Update every one of the entries below by changing "gabled roof" to "hipped roof" and leaving everything else untouched. Omit the pictures from your answer.

start Provided records

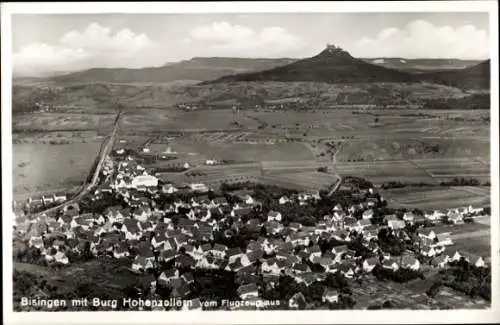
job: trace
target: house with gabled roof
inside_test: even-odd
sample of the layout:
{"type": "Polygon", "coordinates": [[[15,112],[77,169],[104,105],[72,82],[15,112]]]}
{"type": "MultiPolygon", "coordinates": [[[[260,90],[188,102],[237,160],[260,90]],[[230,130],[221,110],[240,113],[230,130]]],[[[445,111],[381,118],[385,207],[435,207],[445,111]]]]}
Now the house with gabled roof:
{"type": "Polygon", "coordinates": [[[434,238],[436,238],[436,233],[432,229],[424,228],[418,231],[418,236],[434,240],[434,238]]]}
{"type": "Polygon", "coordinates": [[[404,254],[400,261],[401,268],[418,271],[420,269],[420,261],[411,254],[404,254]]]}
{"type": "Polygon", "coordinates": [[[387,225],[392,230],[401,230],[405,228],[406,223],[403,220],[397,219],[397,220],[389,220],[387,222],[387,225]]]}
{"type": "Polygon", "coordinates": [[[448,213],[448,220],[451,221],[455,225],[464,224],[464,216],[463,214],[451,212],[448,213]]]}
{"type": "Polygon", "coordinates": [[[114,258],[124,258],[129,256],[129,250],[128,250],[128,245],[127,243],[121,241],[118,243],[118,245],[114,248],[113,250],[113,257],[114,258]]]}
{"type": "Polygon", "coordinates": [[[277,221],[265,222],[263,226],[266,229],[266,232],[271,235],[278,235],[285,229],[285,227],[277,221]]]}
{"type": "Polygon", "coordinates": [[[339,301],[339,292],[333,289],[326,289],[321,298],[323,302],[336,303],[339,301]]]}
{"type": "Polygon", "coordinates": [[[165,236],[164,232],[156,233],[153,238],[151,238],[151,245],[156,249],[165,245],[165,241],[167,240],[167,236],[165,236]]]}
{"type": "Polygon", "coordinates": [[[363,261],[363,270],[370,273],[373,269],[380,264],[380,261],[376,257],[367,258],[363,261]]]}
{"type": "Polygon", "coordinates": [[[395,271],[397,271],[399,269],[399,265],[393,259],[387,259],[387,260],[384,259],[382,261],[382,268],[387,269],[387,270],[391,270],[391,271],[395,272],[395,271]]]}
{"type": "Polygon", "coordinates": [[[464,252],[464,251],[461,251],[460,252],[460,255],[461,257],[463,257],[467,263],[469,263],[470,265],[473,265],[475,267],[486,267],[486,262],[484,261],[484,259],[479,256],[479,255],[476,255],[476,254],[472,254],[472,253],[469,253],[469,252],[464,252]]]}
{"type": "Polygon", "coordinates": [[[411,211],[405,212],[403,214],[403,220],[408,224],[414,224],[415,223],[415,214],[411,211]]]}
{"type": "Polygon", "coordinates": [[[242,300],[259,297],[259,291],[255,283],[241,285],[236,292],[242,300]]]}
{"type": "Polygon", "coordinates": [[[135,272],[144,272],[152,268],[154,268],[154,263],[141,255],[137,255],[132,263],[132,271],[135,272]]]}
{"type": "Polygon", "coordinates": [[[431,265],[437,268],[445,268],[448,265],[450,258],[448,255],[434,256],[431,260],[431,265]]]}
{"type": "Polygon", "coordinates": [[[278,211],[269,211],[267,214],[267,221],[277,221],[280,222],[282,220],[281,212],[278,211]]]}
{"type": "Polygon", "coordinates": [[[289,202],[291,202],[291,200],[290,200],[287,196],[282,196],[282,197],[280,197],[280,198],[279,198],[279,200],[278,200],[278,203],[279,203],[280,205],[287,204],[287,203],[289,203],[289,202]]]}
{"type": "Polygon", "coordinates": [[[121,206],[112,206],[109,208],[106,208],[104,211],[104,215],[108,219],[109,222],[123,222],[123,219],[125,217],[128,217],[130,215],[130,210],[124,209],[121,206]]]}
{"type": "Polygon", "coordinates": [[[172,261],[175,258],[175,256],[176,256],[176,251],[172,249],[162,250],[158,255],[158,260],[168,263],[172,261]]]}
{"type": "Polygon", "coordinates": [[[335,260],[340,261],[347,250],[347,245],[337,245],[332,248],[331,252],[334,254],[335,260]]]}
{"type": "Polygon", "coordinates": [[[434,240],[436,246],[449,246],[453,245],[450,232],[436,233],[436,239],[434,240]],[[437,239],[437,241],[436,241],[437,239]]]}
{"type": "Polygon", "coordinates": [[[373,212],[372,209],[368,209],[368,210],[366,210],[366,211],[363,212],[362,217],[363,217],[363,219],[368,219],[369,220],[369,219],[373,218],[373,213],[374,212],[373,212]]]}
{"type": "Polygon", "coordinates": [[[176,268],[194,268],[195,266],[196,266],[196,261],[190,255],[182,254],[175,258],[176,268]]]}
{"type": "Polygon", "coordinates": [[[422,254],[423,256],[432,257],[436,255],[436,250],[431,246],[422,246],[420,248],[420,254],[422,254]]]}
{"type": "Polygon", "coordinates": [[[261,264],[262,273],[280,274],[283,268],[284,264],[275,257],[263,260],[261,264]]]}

end Provided records

__In response__
job: trace
target: house with hipped roof
inside_test: even-odd
sample of the layout:
{"type": "Polygon", "coordinates": [[[15,112],[77,169],[104,105],[72,82],[15,112]]]}
{"type": "MultiPolygon", "coordinates": [[[[260,90],[188,102],[237,160],[260,90]],[[230,130],[221,110],[240,113],[230,130]]],[[[445,111],[381,118],[385,207],[435,207],[445,111]]]]}
Now the house with hipped roof:
{"type": "Polygon", "coordinates": [[[434,238],[436,238],[436,233],[432,229],[424,228],[418,231],[418,236],[434,240],[434,238]]]}
{"type": "Polygon", "coordinates": [[[404,254],[400,261],[401,268],[418,271],[420,269],[420,261],[411,254],[404,254]]]}
{"type": "Polygon", "coordinates": [[[387,225],[392,230],[401,230],[405,228],[406,223],[403,220],[397,219],[397,220],[389,220],[387,222],[387,225]]]}
{"type": "Polygon", "coordinates": [[[448,213],[448,220],[451,221],[455,225],[464,224],[464,216],[463,214],[451,212],[448,213]]]}
{"type": "Polygon", "coordinates": [[[114,258],[124,258],[129,256],[129,250],[128,250],[128,245],[127,243],[121,241],[118,243],[118,245],[114,248],[113,250],[113,257],[114,258]]]}
{"type": "Polygon", "coordinates": [[[277,221],[265,222],[263,226],[266,229],[266,232],[271,235],[278,235],[285,229],[285,227],[277,221]]]}
{"type": "Polygon", "coordinates": [[[339,301],[339,292],[333,289],[326,289],[321,298],[323,302],[336,303],[339,301]]]}
{"type": "Polygon", "coordinates": [[[165,236],[164,232],[156,233],[153,238],[151,238],[151,245],[156,249],[165,245],[165,241],[167,240],[167,236],[165,236]]]}
{"type": "Polygon", "coordinates": [[[363,261],[363,270],[370,273],[373,269],[380,264],[380,261],[376,257],[367,258],[363,261]]]}
{"type": "Polygon", "coordinates": [[[395,271],[397,271],[399,269],[399,265],[393,259],[387,259],[387,260],[384,259],[382,261],[382,268],[387,269],[387,270],[391,270],[391,271],[395,272],[395,271]]]}
{"type": "Polygon", "coordinates": [[[464,252],[464,251],[461,251],[460,252],[460,255],[461,257],[463,257],[467,263],[469,263],[470,265],[473,265],[475,267],[486,267],[486,262],[484,261],[484,259],[479,256],[479,255],[476,255],[476,254],[472,254],[472,253],[469,253],[469,252],[464,252]]]}
{"type": "Polygon", "coordinates": [[[411,211],[405,212],[403,214],[403,220],[408,224],[414,224],[415,223],[415,214],[411,211]]]}
{"type": "Polygon", "coordinates": [[[242,300],[259,297],[259,291],[255,283],[241,285],[236,292],[242,300]]]}
{"type": "Polygon", "coordinates": [[[135,272],[144,272],[152,268],[154,268],[154,263],[141,255],[137,255],[132,263],[132,271],[135,272]]]}
{"type": "Polygon", "coordinates": [[[431,265],[437,268],[445,268],[448,265],[450,258],[448,255],[434,256],[431,260],[431,265]]]}
{"type": "Polygon", "coordinates": [[[278,211],[269,211],[267,214],[267,221],[277,221],[280,222],[282,220],[281,212],[278,211]]]}
{"type": "Polygon", "coordinates": [[[289,202],[291,202],[291,200],[290,200],[287,196],[282,196],[282,197],[280,197],[280,198],[279,198],[279,200],[278,200],[278,203],[279,203],[280,205],[287,204],[287,203],[289,203],[289,202]]]}
{"type": "Polygon", "coordinates": [[[121,206],[112,206],[109,208],[106,208],[104,211],[104,215],[108,219],[109,222],[123,222],[123,219],[125,217],[128,217],[130,215],[130,210],[124,209],[121,206]]]}
{"type": "Polygon", "coordinates": [[[172,261],[175,258],[175,256],[176,256],[176,251],[172,249],[162,250],[158,255],[158,260],[168,263],[172,261]]]}
{"type": "Polygon", "coordinates": [[[335,260],[340,261],[347,250],[347,245],[337,245],[332,248],[331,252],[334,254],[335,260]]]}
{"type": "Polygon", "coordinates": [[[434,240],[436,246],[449,246],[453,245],[450,232],[436,233],[436,239],[434,240]],[[437,239],[437,241],[436,241],[437,239]]]}
{"type": "Polygon", "coordinates": [[[373,212],[372,209],[368,209],[368,210],[366,210],[366,211],[363,212],[362,217],[363,217],[363,219],[368,219],[369,220],[369,219],[373,218],[373,213],[374,212],[373,212]]]}
{"type": "Polygon", "coordinates": [[[176,268],[194,268],[195,266],[196,266],[196,261],[190,255],[182,254],[175,258],[176,268]]]}
{"type": "Polygon", "coordinates": [[[422,254],[423,256],[432,257],[436,255],[436,250],[431,246],[422,246],[420,248],[420,254],[422,254]]]}
{"type": "Polygon", "coordinates": [[[261,264],[262,273],[280,274],[283,268],[284,264],[275,257],[263,260],[261,264]]]}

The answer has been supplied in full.